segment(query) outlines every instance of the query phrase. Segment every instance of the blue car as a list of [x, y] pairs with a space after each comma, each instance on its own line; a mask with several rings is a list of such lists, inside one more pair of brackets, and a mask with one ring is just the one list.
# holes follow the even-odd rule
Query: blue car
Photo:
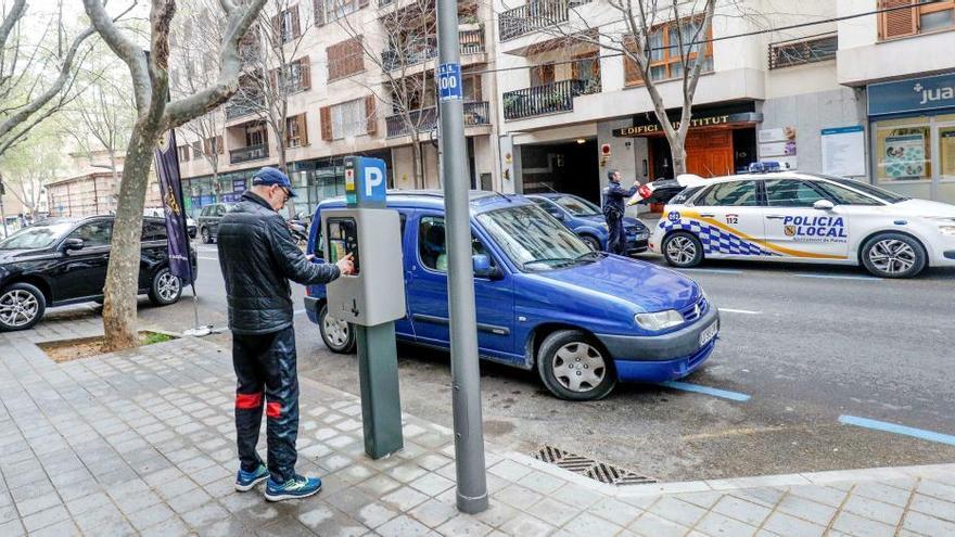
[[[550, 216], [562, 221], [564, 226], [574, 230], [591, 250], [607, 252], [607, 221], [600, 207], [573, 194], [529, 194], [527, 197], [540, 206]], [[650, 230], [644, 222], [636, 218], [623, 219], [623, 229], [626, 233], [627, 255], [639, 254], [647, 251], [647, 241], [650, 239]]]
[[[321, 212], [343, 199], [319, 203]], [[396, 191], [407, 315], [399, 341], [449, 347], [447, 254], [441, 192]], [[685, 376], [713, 351], [720, 319], [693, 280], [667, 268], [590, 250], [524, 196], [472, 192], [471, 252], [481, 357], [536, 370], [556, 396], [604, 397], [617, 382]], [[309, 254], [323, 255], [320, 225]], [[335, 353], [355, 349], [355, 331], [328, 315], [323, 285], [306, 289], [308, 319]]]

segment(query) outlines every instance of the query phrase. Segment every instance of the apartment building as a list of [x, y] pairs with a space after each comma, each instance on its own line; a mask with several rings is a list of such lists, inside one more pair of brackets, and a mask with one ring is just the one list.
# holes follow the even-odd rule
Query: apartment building
[[[832, 21], [889, 8], [900, 9]], [[495, 10], [505, 187], [598, 201], [609, 169], [641, 182], [672, 177], [636, 66], [578, 35], [619, 42], [626, 33], [620, 11], [600, 0], [498, 0]], [[717, 2], [709, 41], [695, 52], [703, 74], [688, 171], [710, 177], [772, 161], [955, 201], [953, 11], [953, 1], [804, 0], [798, 10], [773, 0]], [[657, 20], [650, 76], [678, 122], [682, 65], [671, 51], [699, 17]], [[804, 23], [813, 24], [792, 27]]]
[[[290, 2], [281, 13], [268, 16], [282, 40], [289, 41], [284, 50], [294, 56], [284, 66], [272, 66], [270, 77], [272, 84], [293, 89], [288, 95], [284, 145], [286, 169], [298, 194], [295, 210], [310, 213], [320, 200], [343, 193], [346, 155], [384, 159], [393, 188], [438, 188], [433, 1]], [[492, 20], [488, 4], [459, 3], [470, 161], [470, 177], [460, 180], [486, 190], [500, 188], [495, 179], [496, 136], [492, 136], [496, 106], [491, 101], [496, 88], [494, 78], [483, 74], [494, 61]], [[247, 38], [253, 53], [263, 46], [256, 39]], [[252, 68], [246, 67], [246, 74]], [[249, 92], [233, 98], [225, 105], [220, 130], [205, 139], [177, 131], [189, 212], [237, 200], [256, 170], [280, 164], [279, 144], [255, 99]], [[416, 158], [416, 138], [420, 158]], [[208, 156], [218, 163], [216, 180]]]

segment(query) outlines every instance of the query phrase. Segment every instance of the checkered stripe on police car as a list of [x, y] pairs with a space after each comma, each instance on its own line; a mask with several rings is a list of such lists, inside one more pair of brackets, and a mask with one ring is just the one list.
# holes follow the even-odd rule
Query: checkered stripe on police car
[[667, 232], [671, 230], [689, 231], [697, 235], [703, 245], [705, 254], [730, 254], [730, 255], [760, 255], [760, 256], [778, 256], [775, 252], [761, 248], [755, 244], [751, 244], [734, 234], [727, 233], [720, 228], [705, 226], [693, 220], [688, 223], [679, 222], [661, 222], [661, 228]]

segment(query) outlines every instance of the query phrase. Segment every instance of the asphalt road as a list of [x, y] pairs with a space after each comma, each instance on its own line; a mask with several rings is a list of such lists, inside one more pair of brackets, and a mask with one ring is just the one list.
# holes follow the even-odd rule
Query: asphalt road
[[[215, 246], [200, 245], [199, 256], [201, 318], [225, 327]], [[892, 281], [853, 268], [713, 261], [686, 273], [722, 309], [723, 329], [705, 367], [684, 381], [749, 400], [623, 385], [574, 404], [551, 397], [532, 373], [483, 363], [486, 438], [526, 453], [556, 446], [661, 481], [955, 460], [953, 445], [839, 422], [955, 435], [955, 271]], [[294, 294], [301, 305], [303, 289]], [[192, 324], [191, 296], [166, 308], [143, 299], [140, 315], [181, 331]], [[329, 353], [304, 312], [296, 336], [302, 374], [359, 392], [354, 356]], [[228, 344], [228, 333], [214, 337]], [[448, 355], [398, 354], [405, 411], [451, 426]]]

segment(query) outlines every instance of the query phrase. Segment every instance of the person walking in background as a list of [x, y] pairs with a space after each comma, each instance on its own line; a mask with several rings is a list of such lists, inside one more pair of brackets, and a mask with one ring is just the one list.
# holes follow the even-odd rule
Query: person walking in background
[[607, 221], [607, 251], [611, 254], [626, 254], [626, 234], [623, 230], [623, 214], [626, 201], [637, 193], [639, 183], [634, 181], [629, 190], [620, 186], [620, 171], [607, 172], [610, 182], [603, 189], [603, 219]]
[[[235, 388], [235, 436], [240, 468], [235, 489], [252, 490], [268, 480], [269, 501], [304, 498], [321, 489], [321, 480], [295, 473], [298, 436], [298, 372], [292, 291], [329, 283], [354, 272], [352, 256], [335, 265], [313, 264], [298, 250], [279, 210], [295, 193], [289, 177], [265, 167], [252, 178], [219, 222], [219, 265], [226, 280]], [[268, 465], [255, 449], [267, 417]]]

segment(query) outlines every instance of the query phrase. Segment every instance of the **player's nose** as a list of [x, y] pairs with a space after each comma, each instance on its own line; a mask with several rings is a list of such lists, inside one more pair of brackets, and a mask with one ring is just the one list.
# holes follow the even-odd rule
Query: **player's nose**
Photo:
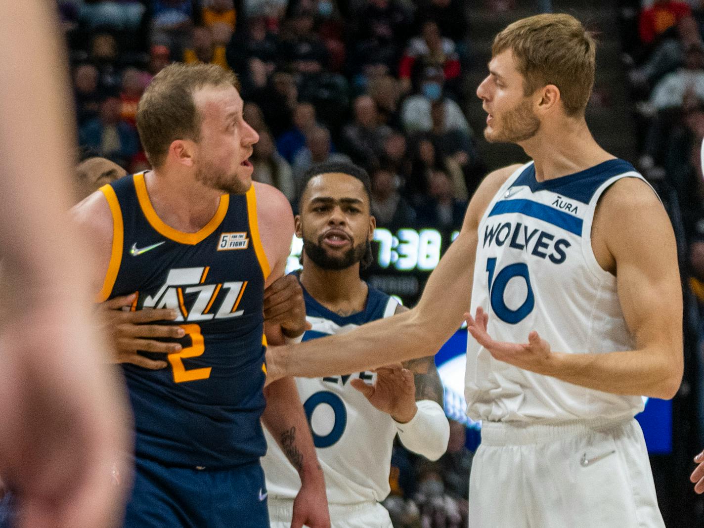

*Prompt*: Copy every line of the records above verbatim, leaving out the pictures.

*Written reply*:
segment(query) outlines every instance of the query phrase. Segment every instance of the blue car as a list of [x, y] pairs with a space after each comma, each instance on its own line; a mask with several rings is a list of such lists, inside one more pair of brackets, and a mask with one ring is just the one list.
# holes follow the even-odd rule
Query: blue car
Photo:
[[[550, 216], [562, 221], [564, 226], [574, 230], [591, 250], [607, 252], [607, 221], [600, 207], [573, 194], [529, 194], [527, 197], [540, 206]], [[650, 230], [644, 222], [636, 218], [623, 219], [623, 229], [626, 233], [627, 255], [639, 254], [647, 251], [647, 241], [650, 239]]]
[[[321, 212], [343, 199], [319, 203]], [[396, 191], [407, 315], [399, 341], [449, 347], [447, 254], [441, 192]], [[685, 376], [713, 351], [720, 319], [693, 280], [667, 268], [590, 250], [524, 196], [472, 192], [471, 252], [481, 357], [536, 370], [556, 396], [604, 397], [617, 382]], [[309, 254], [323, 255], [320, 225]], [[335, 353], [355, 349], [355, 331], [328, 315], [323, 285], [306, 289], [308, 319]]]

segment(query) outlines every instance of the query phrase. Segment every instance of the apartment building as a list of [x, y] pairs with a space after each comma, each instance on its own line; a mask with several rings is a list of such lists, inside one more pair of brackets, and a mask with one ring is just the one list.
# holes follow the even-odd rule
Query: apartment building
[[[832, 21], [889, 8], [900, 9]], [[495, 10], [505, 187], [598, 201], [609, 169], [641, 182], [672, 177], [636, 66], [578, 35], [619, 42], [626, 33], [620, 11], [600, 0], [498, 0]], [[717, 2], [709, 41], [695, 52], [703, 74], [688, 171], [710, 177], [772, 161], [955, 201], [953, 11], [953, 1], [804, 0], [798, 10], [773, 0]], [[657, 20], [650, 76], [678, 122], [682, 65], [671, 51], [699, 17]], [[804, 23], [813, 24], [792, 27]]]
[[[290, 2], [281, 13], [268, 16], [282, 40], [289, 41], [284, 50], [294, 56], [284, 66], [272, 66], [270, 77], [272, 84], [293, 89], [288, 95], [284, 145], [286, 169], [298, 194], [295, 210], [310, 213], [320, 200], [343, 193], [346, 155], [384, 159], [393, 188], [438, 188], [433, 1]], [[492, 20], [488, 4], [459, 3], [470, 161], [470, 177], [460, 180], [486, 190], [500, 188], [495, 179], [496, 136], [492, 136], [496, 106], [491, 101], [496, 88], [494, 78], [483, 74], [494, 61]], [[247, 38], [253, 53], [263, 46], [256, 39]], [[252, 68], [246, 67], [246, 74]], [[249, 92], [233, 98], [225, 105], [220, 130], [205, 139], [177, 131], [189, 212], [237, 200], [256, 170], [280, 164], [279, 144], [255, 99]], [[416, 158], [416, 138], [420, 158]], [[208, 156], [218, 163], [216, 180]]]

segment(query) outlines every instance of the query phrase. Segment every instance of the checkered stripe on police car as a list of [x, y] pairs with a space after each comma, each instance on its own line; a mask with several rings is a list of such lists, inside one more pair of brackets, and a mask with one ring is just the one list.
# holes follow the even-odd rule
Query: checkered stripe on police car
[[667, 232], [671, 230], [689, 231], [697, 235], [703, 245], [705, 254], [730, 254], [730, 255], [760, 255], [760, 256], [778, 256], [775, 252], [761, 248], [755, 244], [751, 244], [734, 234], [727, 233], [720, 228], [705, 226], [693, 220], [688, 223], [679, 222], [661, 222], [661, 228]]

segment(query) outlines every instance of the query phrase. Segment every instance of the asphalt road as a list of [x, y] pairs with a space after each comma, each instance on its own line; a mask with several rings is a list of such lists, inside one more pair of brackets, and a mask with one ring is just the one list.
# holes follow the even-odd rule
Query: asphalt road
[[[215, 246], [200, 245], [199, 256], [201, 318], [225, 327]], [[892, 281], [853, 268], [713, 261], [686, 273], [722, 309], [723, 329], [705, 367], [684, 381], [749, 400], [623, 385], [574, 404], [551, 397], [532, 373], [483, 363], [486, 438], [526, 453], [556, 446], [661, 481], [955, 460], [953, 445], [839, 422], [955, 435], [955, 271]], [[294, 294], [301, 305], [303, 289]], [[192, 324], [191, 296], [166, 308], [143, 299], [140, 315], [181, 331]], [[329, 353], [304, 312], [296, 336], [302, 374], [359, 392], [354, 356]], [[228, 344], [228, 333], [214, 337]], [[448, 355], [398, 354], [405, 411], [451, 426]]]

segment(query) outlines every instance of the query phrase. Segment every instance of the person walking in background as a list of [x, y] pairs with a space after each comma, each instance on its own line; a mask with several rings is a list of such lists, inside one more pair of brackets, and a mask with one ring is just the one list.
# holes follow the even-odd rule
Query: person walking in background
[[607, 221], [607, 251], [611, 254], [626, 254], [626, 234], [623, 230], [623, 214], [626, 201], [637, 193], [639, 183], [634, 181], [629, 190], [620, 186], [620, 171], [607, 172], [610, 182], [603, 189], [603, 219]]
[[[235, 388], [235, 436], [240, 468], [235, 489], [252, 490], [268, 480], [269, 501], [304, 498], [321, 489], [321, 480], [295, 473], [298, 436], [298, 372], [292, 291], [329, 283], [354, 272], [352, 256], [335, 265], [313, 264], [298, 250], [279, 210], [295, 193], [289, 177], [265, 167], [252, 178], [219, 222], [219, 265], [226, 280]], [[268, 465], [255, 449], [267, 417]]]

segment(query) outlines every instance of the query phrase. Segment every instance of the **player's nose** as a list of [x, y] pairs with a space after each comma, each instance on its own line; a mask with several rings is a list of such lists, inside one more pair of brackets, and a mask with one ring is just the one list.
# holes follow the even-odd rule
Query: **player's nose**
Photo:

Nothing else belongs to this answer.